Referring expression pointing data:

..........

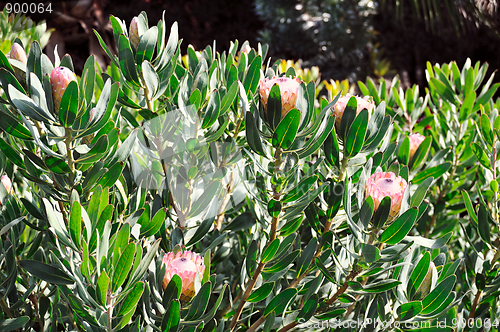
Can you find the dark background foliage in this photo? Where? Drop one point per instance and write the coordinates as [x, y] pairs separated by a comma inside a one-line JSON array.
[[346, 39]]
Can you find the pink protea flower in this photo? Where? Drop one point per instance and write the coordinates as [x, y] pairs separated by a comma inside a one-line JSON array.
[[415, 141], [59, 80], [133, 33], [289, 88], [246, 49], [340, 105], [6, 183], [18, 53], [186, 265], [382, 184]]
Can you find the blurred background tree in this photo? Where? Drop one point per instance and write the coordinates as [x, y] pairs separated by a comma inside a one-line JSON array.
[[344, 38]]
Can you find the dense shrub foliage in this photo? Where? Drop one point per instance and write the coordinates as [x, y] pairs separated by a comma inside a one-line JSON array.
[[217, 192]]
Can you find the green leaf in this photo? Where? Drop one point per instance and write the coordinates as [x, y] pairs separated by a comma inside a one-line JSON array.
[[212, 110], [300, 189], [172, 291], [438, 295], [243, 221], [381, 286], [274, 107], [418, 274], [274, 208], [469, 206], [283, 263], [481, 155], [87, 81], [443, 90], [331, 149], [428, 243], [27, 106], [286, 131], [279, 303], [80, 310], [14, 127], [68, 108], [46, 272], [404, 152], [13, 324], [228, 98], [172, 317], [75, 224], [130, 302], [366, 211], [308, 310], [102, 288], [466, 108], [348, 117], [109, 178], [123, 266], [201, 231], [261, 293], [204, 200], [382, 214], [419, 194], [252, 134], [435, 172], [485, 128], [400, 227], [57, 165], [146, 46], [152, 227], [151, 79], [306, 257], [270, 251], [370, 253], [409, 310], [200, 302], [483, 225], [356, 134], [331, 314]]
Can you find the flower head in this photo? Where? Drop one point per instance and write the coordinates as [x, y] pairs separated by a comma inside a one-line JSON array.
[[133, 33], [17, 53], [246, 49], [382, 184], [340, 105], [59, 80], [289, 88], [186, 265], [415, 141], [6, 183]]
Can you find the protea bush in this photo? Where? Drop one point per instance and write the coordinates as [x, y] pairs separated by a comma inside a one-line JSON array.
[[218, 192]]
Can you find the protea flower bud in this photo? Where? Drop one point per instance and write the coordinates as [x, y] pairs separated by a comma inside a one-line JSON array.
[[425, 287], [340, 105], [289, 88], [59, 79], [415, 141], [246, 49], [133, 33], [382, 184], [186, 265], [17, 53], [6, 183]]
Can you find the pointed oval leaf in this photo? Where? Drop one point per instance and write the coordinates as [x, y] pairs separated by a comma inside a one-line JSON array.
[[400, 227], [285, 133]]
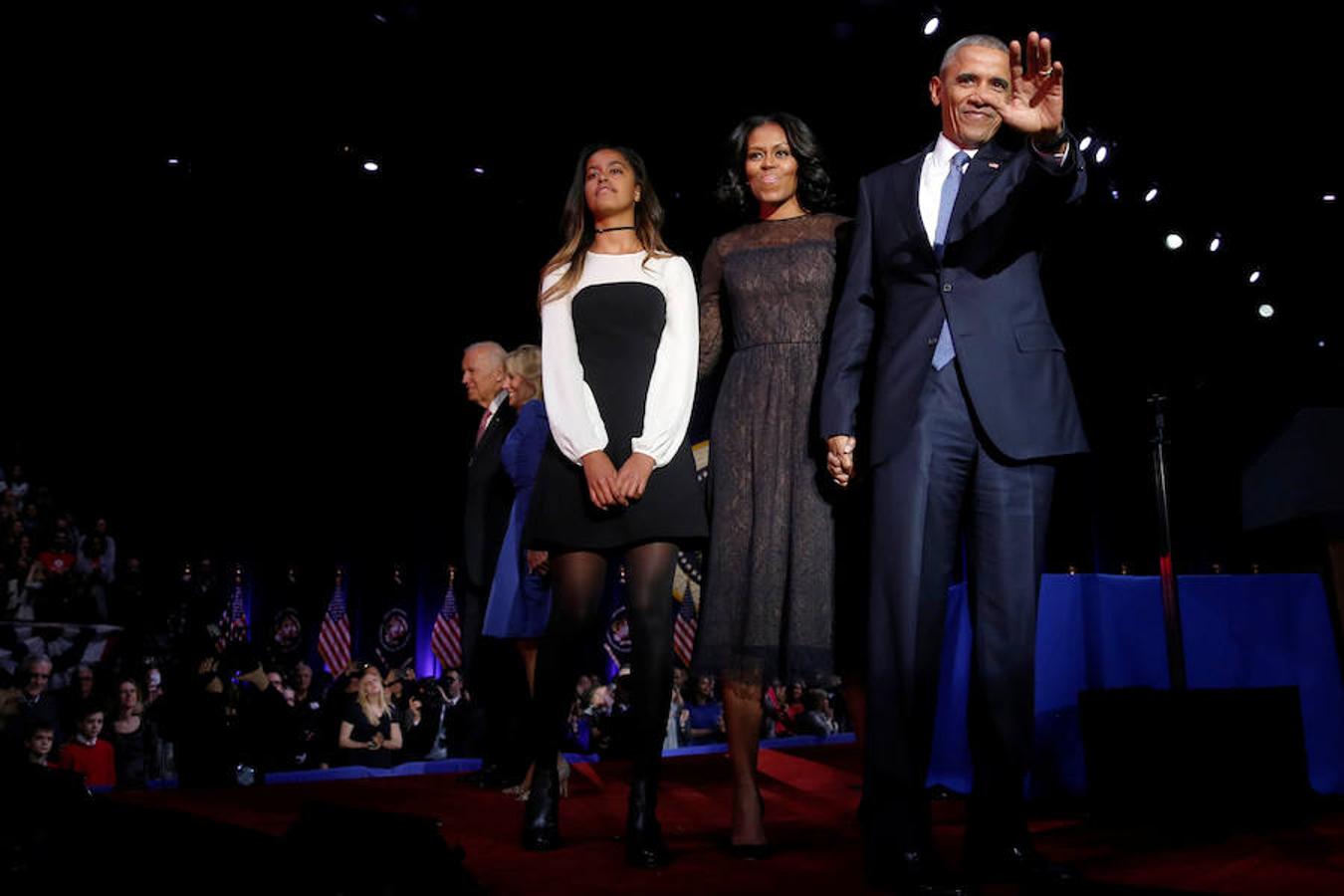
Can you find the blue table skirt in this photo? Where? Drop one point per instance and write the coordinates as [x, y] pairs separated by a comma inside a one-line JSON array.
[[1106, 631]]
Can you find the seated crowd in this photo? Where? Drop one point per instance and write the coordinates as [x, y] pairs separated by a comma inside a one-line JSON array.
[[175, 702]]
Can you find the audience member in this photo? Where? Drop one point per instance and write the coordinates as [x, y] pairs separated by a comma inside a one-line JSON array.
[[88, 754]]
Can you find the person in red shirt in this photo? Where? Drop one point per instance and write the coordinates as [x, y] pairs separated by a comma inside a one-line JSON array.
[[88, 754]]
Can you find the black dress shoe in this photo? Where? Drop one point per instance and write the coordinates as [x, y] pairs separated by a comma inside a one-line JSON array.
[[750, 852], [1023, 865], [644, 844], [913, 873], [542, 817], [492, 777]]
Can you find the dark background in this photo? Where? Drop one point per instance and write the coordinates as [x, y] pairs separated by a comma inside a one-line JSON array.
[[254, 353]]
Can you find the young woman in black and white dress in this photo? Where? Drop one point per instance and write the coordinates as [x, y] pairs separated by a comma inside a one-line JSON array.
[[620, 341]]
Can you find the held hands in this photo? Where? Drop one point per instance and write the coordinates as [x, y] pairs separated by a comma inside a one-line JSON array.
[[538, 561], [601, 477], [609, 488], [1036, 107], [840, 458], [634, 476]]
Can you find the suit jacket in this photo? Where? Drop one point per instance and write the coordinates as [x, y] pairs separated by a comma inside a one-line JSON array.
[[987, 287], [486, 507]]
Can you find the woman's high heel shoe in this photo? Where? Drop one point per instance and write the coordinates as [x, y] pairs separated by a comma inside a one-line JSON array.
[[644, 844], [541, 818], [561, 770]]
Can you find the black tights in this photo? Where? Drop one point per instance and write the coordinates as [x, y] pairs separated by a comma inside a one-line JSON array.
[[576, 583]]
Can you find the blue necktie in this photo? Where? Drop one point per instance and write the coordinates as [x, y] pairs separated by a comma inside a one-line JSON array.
[[944, 352]]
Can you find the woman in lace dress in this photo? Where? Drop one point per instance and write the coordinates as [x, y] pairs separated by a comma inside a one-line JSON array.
[[767, 292]]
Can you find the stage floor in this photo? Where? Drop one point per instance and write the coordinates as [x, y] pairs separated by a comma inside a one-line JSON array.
[[810, 799]]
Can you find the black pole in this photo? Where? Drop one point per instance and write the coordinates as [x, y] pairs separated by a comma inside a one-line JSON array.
[[1171, 598]]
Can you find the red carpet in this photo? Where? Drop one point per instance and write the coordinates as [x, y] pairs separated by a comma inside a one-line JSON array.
[[810, 796]]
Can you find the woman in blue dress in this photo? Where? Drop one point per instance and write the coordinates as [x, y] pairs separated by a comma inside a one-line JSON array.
[[521, 596]]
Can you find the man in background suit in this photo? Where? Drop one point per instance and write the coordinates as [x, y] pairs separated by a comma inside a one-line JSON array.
[[490, 492], [971, 402]]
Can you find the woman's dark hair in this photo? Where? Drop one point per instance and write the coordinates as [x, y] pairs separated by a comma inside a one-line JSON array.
[[576, 222], [813, 181]]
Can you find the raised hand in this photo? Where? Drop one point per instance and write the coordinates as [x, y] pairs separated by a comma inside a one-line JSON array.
[[1036, 107]]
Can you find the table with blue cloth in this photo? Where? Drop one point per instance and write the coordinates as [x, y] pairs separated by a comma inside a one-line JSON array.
[[1099, 631]]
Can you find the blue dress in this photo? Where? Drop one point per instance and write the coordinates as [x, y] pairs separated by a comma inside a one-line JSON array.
[[521, 602]]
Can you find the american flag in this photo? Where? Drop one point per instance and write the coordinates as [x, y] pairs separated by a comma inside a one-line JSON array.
[[683, 630], [233, 621], [334, 635], [446, 638]]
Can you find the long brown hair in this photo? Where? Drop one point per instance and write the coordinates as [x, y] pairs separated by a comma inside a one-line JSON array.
[[576, 222]]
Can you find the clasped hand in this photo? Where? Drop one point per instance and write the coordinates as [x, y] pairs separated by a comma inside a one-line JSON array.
[[607, 487]]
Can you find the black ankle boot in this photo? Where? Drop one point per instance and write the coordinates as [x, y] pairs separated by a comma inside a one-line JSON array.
[[542, 818], [644, 844]]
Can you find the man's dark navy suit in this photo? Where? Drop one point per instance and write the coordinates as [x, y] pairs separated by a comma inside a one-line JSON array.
[[956, 453]]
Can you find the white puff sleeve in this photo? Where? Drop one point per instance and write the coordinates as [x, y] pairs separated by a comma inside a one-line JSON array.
[[575, 421]]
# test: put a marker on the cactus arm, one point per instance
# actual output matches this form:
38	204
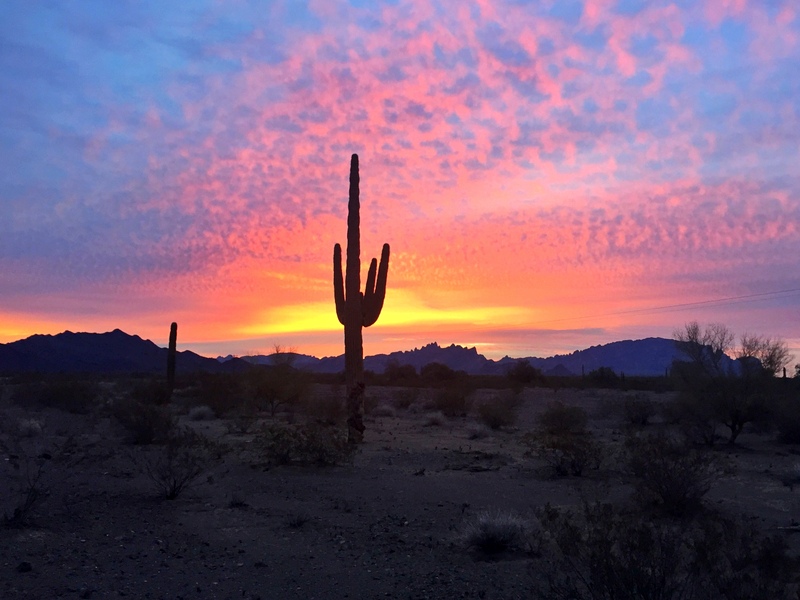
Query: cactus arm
373	300
338	283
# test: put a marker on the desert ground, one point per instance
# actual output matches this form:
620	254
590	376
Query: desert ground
392	521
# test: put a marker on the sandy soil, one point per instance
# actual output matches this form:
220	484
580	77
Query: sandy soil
386	526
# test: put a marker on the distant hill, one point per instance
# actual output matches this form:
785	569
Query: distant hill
111	352
119	352
650	356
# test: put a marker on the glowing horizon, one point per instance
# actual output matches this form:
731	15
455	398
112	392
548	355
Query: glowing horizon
550	175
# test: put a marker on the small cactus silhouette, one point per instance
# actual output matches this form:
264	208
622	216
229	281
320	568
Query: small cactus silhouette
354	308
173	341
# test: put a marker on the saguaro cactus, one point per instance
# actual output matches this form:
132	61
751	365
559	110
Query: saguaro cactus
354	308
173	341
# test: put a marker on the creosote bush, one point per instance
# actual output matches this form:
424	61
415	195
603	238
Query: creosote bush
180	462
70	394
500	410
308	444
493	532
603	553
144	422
562	440
454	401
670	474
637	410
31	467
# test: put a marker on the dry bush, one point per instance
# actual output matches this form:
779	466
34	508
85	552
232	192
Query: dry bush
562	440
452	401
201	413
602	553
670	473
309	444
638	410
477	431
223	392
144	422
77	396
383	411
180	462
560	419
786	417
501	410
570	454
327	409
435	420
405	397
493	532
31	468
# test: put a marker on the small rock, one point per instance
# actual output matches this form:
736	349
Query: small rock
24	567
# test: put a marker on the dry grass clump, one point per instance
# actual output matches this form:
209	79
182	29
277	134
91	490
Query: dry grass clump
404	397
70	394
436	419
670	473
638	410
201	413
383	410
309	444
144	422
602	552
452	401
494	532
500	410
180	462
563	441
31	469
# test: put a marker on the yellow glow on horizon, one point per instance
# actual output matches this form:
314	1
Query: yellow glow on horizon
402	309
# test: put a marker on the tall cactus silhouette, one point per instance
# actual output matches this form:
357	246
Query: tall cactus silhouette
354	308
173	341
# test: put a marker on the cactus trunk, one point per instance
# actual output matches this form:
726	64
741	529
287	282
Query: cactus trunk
173	341
354	308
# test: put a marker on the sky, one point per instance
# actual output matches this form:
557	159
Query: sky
550	175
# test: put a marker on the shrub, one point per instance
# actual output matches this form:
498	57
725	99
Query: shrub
435	420
201	413
500	411
787	420
568	454
452	401
274	386
638	410
177	465
327	409
602	553
494	532
145	422
149	391
670	473
563	441
524	374
223	392
405	397
313	444
476	431
560	419
31	468
77	396
382	411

..........

WHAT YOU NEED TO DO: Write out, word for word, the line containing "# test: put a marker on the tall" and every line after it to the end of the data above.

RESPONSE BOX:
# test: put a marker on the tall cactus silhouette, one point per instance
# actual output matches this form:
357	246
Query: tall cactus silhouette
354	308
173	341
# test: put a marker on the cactus trunk, one point per instance
# actual output matches this form:
726	64
741	529
287	282
Query: cactus trunk
173	341
354	308
# test: put a marker on the sky, one point per instance
# actual output matches this form:
557	159
Query: sky
550	175
# test: put a marker on the shrub, one point per instance
# actual output matches this form:
498	57
725	99
Query: shrub
435	420
201	413
500	411
787	420
568	454
452	401
274	386
638	410
177	465
327	409
602	553
494	532
145	422
149	391
670	473
563	441
524	374
223	392
405	397
313	444
476	431
560	419
31	468
77	396
382	411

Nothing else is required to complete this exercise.